Reading passage:
One of my favorite episodes was about the Amazing Randi. I’ve long been fascinated with magicians, and he sounded like he was following in the footsteps of Harry Houdini the way he was exposing people.
Bob: That’s correct in two ways. He became an escape artist, which was Houdini’s most famous skill, and he lost patience with those who used their magical skills to form a moneymaking type of cult around themselves. He’s spent more than half of his nearly 90 year old life now using his knowledge and skills to debunk false claims of occult supernatural esp and other supposed paranormal phenomenon, and he’s fought a battle for rationality in human understanding. It kind of reminds me of the multi volume book The Story of Civilization by Will and Ariel Durant where their central metaphor was that the world is fundamentally barbaric, and you have to constantly keep the jungle from encroaching on the clearing that is civilization. I think it’s the same way with human reason that there’s always the tendency to believe in what is easiest and more satisfying to believe instead of what evidence provides. The Amazing Randi has spent his life exposing frauds, and he knows that someone better take up for him when he’s gone, because it’s a never ending struggle.

Task: Carry on the interview about the Amazing Randi above, starting right after Bob's last sentence.

Dataset extract:
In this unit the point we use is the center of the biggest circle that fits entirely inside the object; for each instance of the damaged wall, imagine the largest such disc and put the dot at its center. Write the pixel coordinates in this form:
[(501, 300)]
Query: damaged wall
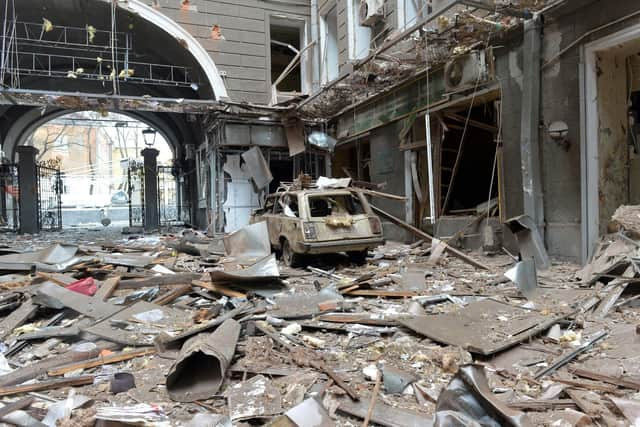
[(387, 166), (561, 101), (612, 147), (236, 35)]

Exercise result:
You could say that about a lot of things I’m sure.
Bob: You can and have as you know!
Something you’ve said in the podcast a few times is the phrase “put that out of your mind” like when you were talking about the former basketball player Will Allen and you wanted the audience to take their generic image of a basketball player out of their head. What image should we put out of our minds about you?
Bob: I don’t know what people think of me to begin with, so it’s a little tough for me to say. That’s the thing about the radio, people form a pretty specific image of you. They feel they have an intimate relationship with you when they have no idea what you look like, what your life looks like, and how you present. I do a lot of speaking and there’s been years of people doing double takes because I’m not what they expected. They’re not expecting someone who exudes such transcendent humanity and raw erotic energy and the simple milk of human kindness. I just don’t think they expect that to be flowing from me, but of course it does. They should probably know that I’m the hardest working guy in the podcast business. I have a lot going on. I work 7 days a week and I’m fundamentally a loser.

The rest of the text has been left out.